** Opening Working data block **
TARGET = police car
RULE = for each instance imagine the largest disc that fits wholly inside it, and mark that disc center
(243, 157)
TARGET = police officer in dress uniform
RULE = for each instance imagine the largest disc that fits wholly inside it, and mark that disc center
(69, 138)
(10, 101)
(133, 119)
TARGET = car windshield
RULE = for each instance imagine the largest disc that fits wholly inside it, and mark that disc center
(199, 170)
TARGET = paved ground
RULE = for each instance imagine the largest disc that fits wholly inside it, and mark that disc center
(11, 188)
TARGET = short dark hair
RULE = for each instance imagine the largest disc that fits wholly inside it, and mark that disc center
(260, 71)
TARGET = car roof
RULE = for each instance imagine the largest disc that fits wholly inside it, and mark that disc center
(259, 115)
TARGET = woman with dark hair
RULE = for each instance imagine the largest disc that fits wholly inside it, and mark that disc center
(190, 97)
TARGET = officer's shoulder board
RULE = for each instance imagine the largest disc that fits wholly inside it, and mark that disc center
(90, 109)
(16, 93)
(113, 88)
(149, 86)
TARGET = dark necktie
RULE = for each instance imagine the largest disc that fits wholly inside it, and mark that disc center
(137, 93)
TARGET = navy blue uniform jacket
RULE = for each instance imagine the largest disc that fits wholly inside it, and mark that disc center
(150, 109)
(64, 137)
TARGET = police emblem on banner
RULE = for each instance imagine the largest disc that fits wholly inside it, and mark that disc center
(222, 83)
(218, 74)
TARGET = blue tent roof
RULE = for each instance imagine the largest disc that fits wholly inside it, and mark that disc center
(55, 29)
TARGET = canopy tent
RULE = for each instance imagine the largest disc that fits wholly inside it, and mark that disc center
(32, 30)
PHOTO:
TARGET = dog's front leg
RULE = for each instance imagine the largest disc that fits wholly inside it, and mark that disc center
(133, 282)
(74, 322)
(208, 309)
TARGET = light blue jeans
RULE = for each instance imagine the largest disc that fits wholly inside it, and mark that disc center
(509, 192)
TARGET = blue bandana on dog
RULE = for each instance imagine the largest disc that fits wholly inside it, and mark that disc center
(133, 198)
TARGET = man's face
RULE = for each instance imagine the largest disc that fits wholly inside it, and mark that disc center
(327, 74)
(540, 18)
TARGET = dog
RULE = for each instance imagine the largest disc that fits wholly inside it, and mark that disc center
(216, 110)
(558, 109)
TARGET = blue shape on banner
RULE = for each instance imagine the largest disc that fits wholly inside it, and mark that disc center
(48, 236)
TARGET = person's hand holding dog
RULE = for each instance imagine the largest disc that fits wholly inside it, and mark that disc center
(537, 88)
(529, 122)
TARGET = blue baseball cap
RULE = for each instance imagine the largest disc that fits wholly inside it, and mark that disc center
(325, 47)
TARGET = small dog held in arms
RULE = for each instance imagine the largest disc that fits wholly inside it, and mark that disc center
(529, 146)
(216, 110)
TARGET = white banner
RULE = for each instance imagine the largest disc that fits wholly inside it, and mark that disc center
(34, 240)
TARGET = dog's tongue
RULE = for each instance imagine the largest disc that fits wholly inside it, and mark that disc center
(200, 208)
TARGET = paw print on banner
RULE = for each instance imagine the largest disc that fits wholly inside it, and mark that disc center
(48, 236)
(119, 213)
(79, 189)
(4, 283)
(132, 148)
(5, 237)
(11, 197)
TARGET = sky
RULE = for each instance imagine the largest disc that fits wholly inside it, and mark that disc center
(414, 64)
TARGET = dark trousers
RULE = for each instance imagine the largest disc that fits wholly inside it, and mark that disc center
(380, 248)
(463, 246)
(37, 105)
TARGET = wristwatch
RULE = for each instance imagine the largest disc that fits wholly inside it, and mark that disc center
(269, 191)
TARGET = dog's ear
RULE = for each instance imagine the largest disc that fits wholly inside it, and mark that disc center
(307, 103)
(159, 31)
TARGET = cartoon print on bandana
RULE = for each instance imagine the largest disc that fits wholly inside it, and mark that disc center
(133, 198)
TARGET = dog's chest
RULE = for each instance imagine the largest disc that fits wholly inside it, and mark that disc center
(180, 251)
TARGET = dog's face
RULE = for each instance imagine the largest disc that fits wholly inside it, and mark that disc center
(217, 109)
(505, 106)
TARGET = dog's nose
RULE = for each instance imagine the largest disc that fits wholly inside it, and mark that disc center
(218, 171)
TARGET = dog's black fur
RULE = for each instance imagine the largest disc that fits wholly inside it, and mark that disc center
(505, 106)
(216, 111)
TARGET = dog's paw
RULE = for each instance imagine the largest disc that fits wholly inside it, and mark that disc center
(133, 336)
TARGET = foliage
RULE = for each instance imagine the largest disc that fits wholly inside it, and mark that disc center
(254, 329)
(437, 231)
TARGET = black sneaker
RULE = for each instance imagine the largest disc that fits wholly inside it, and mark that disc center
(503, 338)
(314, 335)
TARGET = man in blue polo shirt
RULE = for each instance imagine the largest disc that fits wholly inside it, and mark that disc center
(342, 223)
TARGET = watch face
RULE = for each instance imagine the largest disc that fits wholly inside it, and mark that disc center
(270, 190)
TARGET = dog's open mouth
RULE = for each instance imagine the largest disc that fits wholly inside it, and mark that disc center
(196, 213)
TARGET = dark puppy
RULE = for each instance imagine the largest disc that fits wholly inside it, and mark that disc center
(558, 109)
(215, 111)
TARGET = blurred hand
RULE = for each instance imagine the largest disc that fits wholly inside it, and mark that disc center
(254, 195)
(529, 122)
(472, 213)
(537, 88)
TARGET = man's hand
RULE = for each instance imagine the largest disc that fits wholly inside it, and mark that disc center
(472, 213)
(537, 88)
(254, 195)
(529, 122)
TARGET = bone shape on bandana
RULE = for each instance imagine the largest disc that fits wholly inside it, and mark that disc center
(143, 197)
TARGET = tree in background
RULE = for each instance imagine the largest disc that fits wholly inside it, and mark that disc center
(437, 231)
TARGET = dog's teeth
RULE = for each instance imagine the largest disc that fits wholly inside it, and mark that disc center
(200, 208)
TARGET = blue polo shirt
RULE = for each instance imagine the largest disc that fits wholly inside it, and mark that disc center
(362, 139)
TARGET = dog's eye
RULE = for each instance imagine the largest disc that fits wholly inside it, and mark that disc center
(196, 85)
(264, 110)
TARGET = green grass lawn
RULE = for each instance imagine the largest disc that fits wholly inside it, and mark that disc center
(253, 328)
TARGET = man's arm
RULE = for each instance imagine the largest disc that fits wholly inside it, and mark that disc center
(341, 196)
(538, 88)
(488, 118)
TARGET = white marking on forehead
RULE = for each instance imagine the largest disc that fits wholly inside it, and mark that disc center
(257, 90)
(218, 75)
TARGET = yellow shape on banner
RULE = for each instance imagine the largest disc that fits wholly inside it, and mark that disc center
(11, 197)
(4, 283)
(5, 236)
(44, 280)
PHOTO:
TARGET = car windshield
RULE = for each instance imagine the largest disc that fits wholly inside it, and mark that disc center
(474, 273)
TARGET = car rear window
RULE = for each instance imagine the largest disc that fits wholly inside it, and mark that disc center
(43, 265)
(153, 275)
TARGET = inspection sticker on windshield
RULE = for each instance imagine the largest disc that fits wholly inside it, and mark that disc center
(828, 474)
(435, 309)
** Closing Working data block **
§ **Task statement**
Whenever a line of the listing above holds the word "black", copy that line.

§ **Reply**
TARGET = dog's black fur
TARGET = black sneaker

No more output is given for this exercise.